• _Tasks and exercises_
1. List the substances that the passage on radioactivity says are known with certainty to be new and strongly radioactive.
2. Reproduce the part of the passage on radioactivity between "Recently Giesel and" and "of this substance.", inclusive, without changing a word.

*** Passage to read ***

There are known with certainty three new strongly radioactive substances: polonium, which was found in the bismuth obtained from the uranium minerals; radium, found with barium from the same source, and actinium, which was discovered by Debierne among the rare earths extracted from the same minerals. These three substances are present only in infinitesimal quantities in the uranium minerals, and all three possess a radioactivity about a million times greater than that of uranium or thorium.

Recently Giesel and Hofmann announced the presence of a fourth strongly radioactive substance in the uranium minerals, which had properties closely resembling those of lead; from the publications that have appeared up to this time I have not been able to form an opinion as to the nature of this substance.

It may be asked whether radioactivity is a general property of matter. This question cannot be regarded as actually settled. The investigations of Mme. Curie have proved that the different known substances do not possess an atomic radioactivity one-hundredth as great as that of uranium or thorium. On the other hand, certain chemical reactions may cause the formation of ions, conductors of electricity, without the active substance giving any evidence of atomic radioactivity. Thus white phosphorus by its oxidation renders the surrounding air a conductor of electricity, while red phosphorus and the phosphates are not at all radioactive.

*** End of Passage to read ***
*** Given data ***

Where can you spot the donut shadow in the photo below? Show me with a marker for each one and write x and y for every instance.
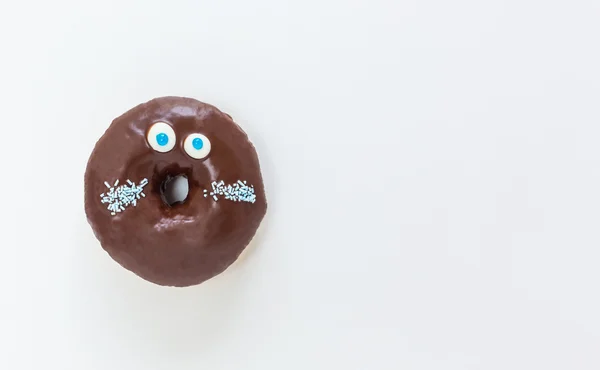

*** End of Given data ***

• _Answers per task_
1. Polonium, radium, actinium

2.
Recently Giesel and Hofmann announced the presence of a fourth strongly radioactive substance in the uranium minerals, which had properties closely resembling those of lead; from the publications that have appeared up to this time I have not been able to form an opinion as to the nature of this substance.